Problem details: Reproduce only the lines of the material below that start at the line containing "Target: shrub" and stop at the line containing "Target: rider's dark jacket". Keep both end lines.

Entries shown:
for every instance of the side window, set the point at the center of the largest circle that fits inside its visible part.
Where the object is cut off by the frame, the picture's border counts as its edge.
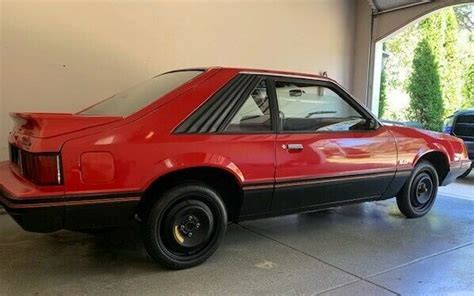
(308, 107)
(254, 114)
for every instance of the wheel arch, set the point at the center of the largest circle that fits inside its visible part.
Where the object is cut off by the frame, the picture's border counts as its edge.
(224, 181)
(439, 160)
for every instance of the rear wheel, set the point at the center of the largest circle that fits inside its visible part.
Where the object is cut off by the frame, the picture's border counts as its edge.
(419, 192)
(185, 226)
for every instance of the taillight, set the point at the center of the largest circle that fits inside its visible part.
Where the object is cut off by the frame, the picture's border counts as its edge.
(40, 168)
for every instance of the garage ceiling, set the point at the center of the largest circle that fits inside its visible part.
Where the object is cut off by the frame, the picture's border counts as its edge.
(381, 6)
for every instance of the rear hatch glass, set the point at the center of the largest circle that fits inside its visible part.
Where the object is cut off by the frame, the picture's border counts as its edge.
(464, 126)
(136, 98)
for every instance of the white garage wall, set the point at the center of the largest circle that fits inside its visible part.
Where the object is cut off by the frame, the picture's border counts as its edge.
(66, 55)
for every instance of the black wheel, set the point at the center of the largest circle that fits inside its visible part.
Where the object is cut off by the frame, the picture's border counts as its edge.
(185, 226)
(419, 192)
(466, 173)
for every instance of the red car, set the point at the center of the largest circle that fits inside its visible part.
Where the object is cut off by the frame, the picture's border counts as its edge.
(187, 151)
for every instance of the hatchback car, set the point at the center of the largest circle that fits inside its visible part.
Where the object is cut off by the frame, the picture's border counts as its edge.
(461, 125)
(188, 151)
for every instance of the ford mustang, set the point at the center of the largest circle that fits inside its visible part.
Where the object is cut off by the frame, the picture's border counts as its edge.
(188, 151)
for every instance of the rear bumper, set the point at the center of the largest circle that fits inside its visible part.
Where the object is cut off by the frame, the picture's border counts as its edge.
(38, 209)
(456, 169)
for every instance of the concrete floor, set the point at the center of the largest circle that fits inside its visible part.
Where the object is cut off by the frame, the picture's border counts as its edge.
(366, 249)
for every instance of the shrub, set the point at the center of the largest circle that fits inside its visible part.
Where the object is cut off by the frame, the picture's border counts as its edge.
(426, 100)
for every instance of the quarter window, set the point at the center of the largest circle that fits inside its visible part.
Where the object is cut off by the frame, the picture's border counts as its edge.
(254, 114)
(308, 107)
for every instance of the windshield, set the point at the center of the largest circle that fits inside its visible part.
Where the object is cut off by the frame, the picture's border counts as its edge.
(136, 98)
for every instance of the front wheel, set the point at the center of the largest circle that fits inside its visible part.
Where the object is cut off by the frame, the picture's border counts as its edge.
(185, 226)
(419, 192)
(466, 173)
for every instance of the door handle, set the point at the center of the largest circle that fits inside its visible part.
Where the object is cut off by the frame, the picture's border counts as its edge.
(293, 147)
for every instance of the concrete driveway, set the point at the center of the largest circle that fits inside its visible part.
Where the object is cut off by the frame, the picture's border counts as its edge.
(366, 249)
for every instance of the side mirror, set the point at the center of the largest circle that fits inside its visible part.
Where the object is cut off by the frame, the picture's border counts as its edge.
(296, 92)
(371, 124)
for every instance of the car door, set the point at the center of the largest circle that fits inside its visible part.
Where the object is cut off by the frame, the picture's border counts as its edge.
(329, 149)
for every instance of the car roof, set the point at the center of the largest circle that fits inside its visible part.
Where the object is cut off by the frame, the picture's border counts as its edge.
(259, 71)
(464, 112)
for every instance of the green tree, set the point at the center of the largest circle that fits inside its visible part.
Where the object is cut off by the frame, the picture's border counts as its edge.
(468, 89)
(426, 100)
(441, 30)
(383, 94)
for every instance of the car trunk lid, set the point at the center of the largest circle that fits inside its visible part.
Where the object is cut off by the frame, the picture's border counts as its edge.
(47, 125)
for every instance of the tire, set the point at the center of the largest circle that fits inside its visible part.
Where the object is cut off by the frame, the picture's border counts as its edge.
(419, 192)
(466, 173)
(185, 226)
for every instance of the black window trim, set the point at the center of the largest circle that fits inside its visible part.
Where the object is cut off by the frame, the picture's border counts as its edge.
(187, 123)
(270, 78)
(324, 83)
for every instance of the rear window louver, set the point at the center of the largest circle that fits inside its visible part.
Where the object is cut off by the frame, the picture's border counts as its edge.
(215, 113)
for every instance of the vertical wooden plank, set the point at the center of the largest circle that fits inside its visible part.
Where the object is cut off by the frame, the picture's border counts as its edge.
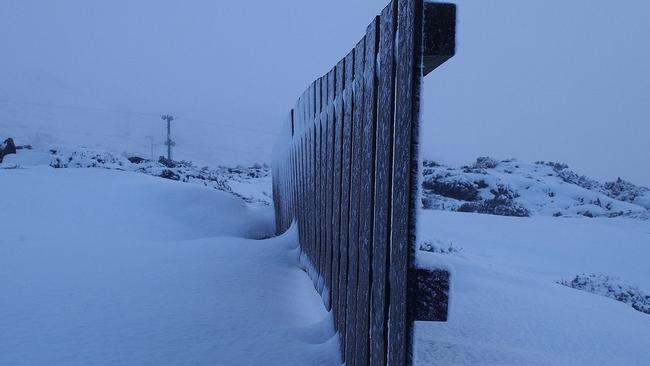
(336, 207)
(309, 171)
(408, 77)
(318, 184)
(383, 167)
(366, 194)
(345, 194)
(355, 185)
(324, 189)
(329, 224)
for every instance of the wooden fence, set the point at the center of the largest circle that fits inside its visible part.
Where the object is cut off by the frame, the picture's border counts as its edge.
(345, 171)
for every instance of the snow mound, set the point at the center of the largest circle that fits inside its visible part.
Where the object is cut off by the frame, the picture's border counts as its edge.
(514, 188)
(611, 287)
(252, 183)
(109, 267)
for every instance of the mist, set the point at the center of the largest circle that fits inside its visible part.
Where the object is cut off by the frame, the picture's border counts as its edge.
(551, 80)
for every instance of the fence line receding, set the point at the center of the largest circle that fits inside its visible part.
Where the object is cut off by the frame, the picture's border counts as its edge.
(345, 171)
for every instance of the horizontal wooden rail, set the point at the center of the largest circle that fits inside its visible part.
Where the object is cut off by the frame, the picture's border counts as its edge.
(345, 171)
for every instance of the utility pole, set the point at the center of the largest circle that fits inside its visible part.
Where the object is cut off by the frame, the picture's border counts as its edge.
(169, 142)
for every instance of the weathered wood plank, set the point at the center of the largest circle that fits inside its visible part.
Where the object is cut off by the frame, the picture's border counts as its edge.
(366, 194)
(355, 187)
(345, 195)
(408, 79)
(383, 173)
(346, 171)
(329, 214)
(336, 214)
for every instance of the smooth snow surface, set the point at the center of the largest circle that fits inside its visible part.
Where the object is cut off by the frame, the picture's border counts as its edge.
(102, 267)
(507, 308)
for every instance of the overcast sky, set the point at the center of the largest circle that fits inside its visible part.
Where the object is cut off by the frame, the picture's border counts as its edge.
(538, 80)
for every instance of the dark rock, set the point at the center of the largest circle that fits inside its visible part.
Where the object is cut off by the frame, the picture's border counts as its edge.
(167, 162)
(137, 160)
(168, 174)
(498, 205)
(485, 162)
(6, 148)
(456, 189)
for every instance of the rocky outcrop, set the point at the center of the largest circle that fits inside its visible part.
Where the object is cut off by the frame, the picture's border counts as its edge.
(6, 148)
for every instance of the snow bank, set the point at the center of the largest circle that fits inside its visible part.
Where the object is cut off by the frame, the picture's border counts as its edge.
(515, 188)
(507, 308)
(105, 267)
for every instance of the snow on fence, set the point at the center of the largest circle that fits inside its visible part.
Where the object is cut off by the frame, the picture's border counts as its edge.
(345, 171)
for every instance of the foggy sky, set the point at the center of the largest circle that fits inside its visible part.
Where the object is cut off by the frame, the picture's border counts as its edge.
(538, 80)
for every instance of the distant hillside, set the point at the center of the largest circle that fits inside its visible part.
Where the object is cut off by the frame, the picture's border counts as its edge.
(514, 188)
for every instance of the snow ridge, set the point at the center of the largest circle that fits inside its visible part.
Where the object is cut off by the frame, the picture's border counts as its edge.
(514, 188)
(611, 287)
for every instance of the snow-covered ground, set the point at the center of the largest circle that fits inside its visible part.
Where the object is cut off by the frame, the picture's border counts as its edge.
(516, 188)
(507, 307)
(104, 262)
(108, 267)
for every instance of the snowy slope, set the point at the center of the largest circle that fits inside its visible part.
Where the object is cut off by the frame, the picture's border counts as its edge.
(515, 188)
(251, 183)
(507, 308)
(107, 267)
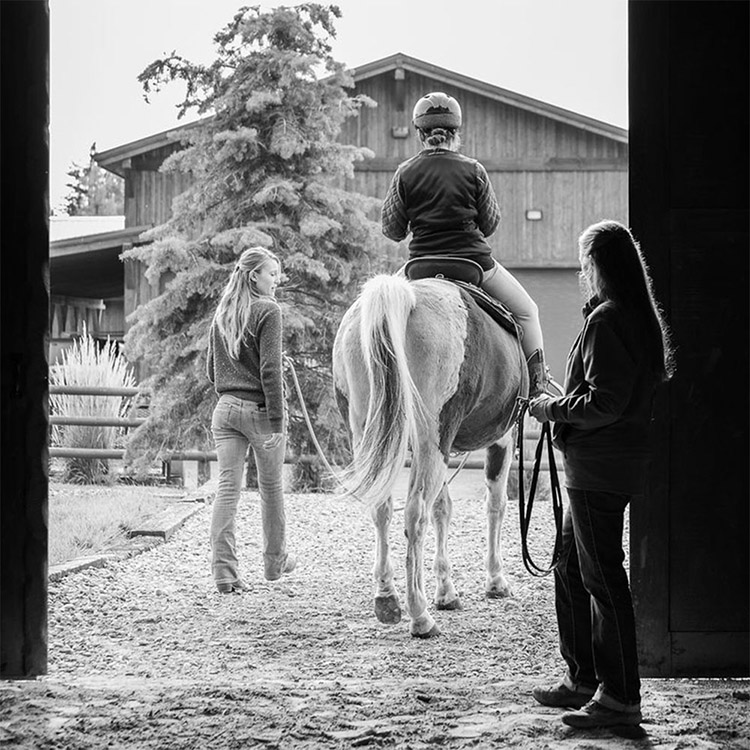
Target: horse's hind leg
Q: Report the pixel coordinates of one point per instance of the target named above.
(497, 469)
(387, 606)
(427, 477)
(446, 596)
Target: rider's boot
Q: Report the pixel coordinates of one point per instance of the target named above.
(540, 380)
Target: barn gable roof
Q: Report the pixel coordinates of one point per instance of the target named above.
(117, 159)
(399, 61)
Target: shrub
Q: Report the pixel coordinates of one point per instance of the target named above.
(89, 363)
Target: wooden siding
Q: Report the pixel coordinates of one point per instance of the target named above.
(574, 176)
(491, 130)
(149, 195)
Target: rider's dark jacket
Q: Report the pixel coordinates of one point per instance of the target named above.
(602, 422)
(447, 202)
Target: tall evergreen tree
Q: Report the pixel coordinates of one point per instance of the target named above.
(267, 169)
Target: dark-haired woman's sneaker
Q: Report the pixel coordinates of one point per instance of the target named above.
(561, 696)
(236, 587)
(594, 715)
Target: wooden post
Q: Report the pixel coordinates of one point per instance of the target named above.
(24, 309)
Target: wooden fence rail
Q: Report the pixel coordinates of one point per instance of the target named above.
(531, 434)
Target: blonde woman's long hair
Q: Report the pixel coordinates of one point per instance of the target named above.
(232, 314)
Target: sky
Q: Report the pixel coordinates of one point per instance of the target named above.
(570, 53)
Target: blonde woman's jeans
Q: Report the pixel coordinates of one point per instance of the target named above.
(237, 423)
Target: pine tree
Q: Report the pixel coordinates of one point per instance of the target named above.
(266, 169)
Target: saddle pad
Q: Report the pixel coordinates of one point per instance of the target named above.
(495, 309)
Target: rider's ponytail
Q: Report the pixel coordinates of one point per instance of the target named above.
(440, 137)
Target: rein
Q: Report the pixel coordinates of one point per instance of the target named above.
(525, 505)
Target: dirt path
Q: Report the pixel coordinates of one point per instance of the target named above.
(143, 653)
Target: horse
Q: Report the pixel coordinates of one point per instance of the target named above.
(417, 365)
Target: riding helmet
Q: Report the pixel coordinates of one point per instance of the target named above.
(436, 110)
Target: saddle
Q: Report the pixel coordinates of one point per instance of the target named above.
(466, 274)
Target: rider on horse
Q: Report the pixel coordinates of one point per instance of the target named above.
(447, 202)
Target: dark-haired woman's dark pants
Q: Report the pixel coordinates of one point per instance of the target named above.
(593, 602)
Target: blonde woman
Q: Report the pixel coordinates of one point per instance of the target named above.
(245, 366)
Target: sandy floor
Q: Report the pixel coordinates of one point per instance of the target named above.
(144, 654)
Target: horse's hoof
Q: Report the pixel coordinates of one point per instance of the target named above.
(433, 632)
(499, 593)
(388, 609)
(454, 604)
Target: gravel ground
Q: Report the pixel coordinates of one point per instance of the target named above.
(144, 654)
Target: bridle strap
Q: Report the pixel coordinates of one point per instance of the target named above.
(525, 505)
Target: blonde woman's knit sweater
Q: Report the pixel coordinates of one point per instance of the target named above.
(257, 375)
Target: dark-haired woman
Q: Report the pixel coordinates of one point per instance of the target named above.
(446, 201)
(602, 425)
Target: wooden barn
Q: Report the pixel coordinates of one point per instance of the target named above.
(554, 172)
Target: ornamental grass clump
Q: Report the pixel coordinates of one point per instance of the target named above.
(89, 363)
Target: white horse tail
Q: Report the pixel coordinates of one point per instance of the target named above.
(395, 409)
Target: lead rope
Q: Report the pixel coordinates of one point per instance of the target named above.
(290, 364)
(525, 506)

Finished task:
Target: shrub
Q: Report the pixel coordinates of one point per instance of the target named above.
(89, 363)
Target: wooden siding
Q: Report the pixel coordinates of one point per instance of the target named above.
(574, 176)
(491, 130)
(149, 195)
Target: rider's dark jacket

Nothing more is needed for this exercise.